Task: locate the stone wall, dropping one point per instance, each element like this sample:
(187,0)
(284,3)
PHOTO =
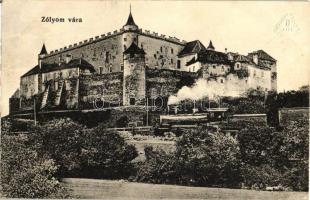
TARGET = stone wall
(105,53)
(160,84)
(100,88)
(29,86)
(159,53)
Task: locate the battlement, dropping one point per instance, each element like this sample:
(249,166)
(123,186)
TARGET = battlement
(162,36)
(85,42)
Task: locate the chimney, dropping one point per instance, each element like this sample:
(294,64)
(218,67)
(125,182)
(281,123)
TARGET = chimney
(255,59)
(68,58)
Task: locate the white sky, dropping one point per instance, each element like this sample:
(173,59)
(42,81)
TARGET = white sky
(282,29)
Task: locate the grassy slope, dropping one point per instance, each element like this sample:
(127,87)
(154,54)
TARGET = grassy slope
(107,189)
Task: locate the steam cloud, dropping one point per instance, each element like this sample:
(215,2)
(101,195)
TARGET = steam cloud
(203,88)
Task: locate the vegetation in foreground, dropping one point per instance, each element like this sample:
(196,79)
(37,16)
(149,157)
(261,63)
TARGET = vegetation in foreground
(260,156)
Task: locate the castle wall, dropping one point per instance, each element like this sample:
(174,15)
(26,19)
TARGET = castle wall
(105,53)
(160,84)
(99,88)
(134,80)
(159,53)
(259,78)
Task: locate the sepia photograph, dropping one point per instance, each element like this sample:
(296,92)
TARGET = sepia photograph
(155,99)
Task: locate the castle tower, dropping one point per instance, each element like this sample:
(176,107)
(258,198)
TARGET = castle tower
(134,76)
(130,34)
(41,55)
(210,47)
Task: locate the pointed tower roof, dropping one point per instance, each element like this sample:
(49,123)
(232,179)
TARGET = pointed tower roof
(210,45)
(134,49)
(130,20)
(43,50)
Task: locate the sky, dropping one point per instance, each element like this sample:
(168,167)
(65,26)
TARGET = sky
(282,29)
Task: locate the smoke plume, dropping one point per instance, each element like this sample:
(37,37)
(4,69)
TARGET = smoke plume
(211,89)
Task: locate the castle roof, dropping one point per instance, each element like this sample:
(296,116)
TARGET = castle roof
(80,63)
(16,94)
(134,49)
(210,45)
(43,50)
(192,47)
(262,55)
(130,20)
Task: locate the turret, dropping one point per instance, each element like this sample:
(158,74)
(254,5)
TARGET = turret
(130,32)
(210,47)
(134,76)
(41,55)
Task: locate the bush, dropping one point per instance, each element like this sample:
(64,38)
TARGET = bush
(159,167)
(24,174)
(201,158)
(261,176)
(105,154)
(208,158)
(60,139)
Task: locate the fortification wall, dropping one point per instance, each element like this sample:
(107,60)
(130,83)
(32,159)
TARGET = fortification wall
(29,86)
(161,52)
(163,83)
(99,88)
(105,52)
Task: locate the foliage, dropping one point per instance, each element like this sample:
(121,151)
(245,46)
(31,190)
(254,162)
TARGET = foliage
(61,140)
(201,158)
(207,158)
(26,175)
(262,176)
(262,145)
(299,98)
(159,167)
(105,154)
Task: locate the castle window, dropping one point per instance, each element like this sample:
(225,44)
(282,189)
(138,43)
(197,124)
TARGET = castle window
(132,101)
(237,65)
(100,70)
(107,56)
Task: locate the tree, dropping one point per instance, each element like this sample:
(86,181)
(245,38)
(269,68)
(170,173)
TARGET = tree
(262,145)
(105,154)
(207,158)
(26,175)
(61,139)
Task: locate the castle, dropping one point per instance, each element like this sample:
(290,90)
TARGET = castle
(128,67)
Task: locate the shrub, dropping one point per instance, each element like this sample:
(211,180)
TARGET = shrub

== DIRECTIONS FOR THIS TASK ==
Rewrite the part of the material that opens with the line containing "Task: locate the castle, dropping" and runs through the end of the material, swapping "shrub" for "bush" and leaving everything else unchanged.

== ANSWER TO THIS EXERCISE ==
Task: locate the castle, dropping one point per instance, each element like this sample:
(290,90)
TARGET = castle
(128,67)
Task: locate the bush, dropping one point per instance, each element like this sample:
(211,180)
TARGET = bush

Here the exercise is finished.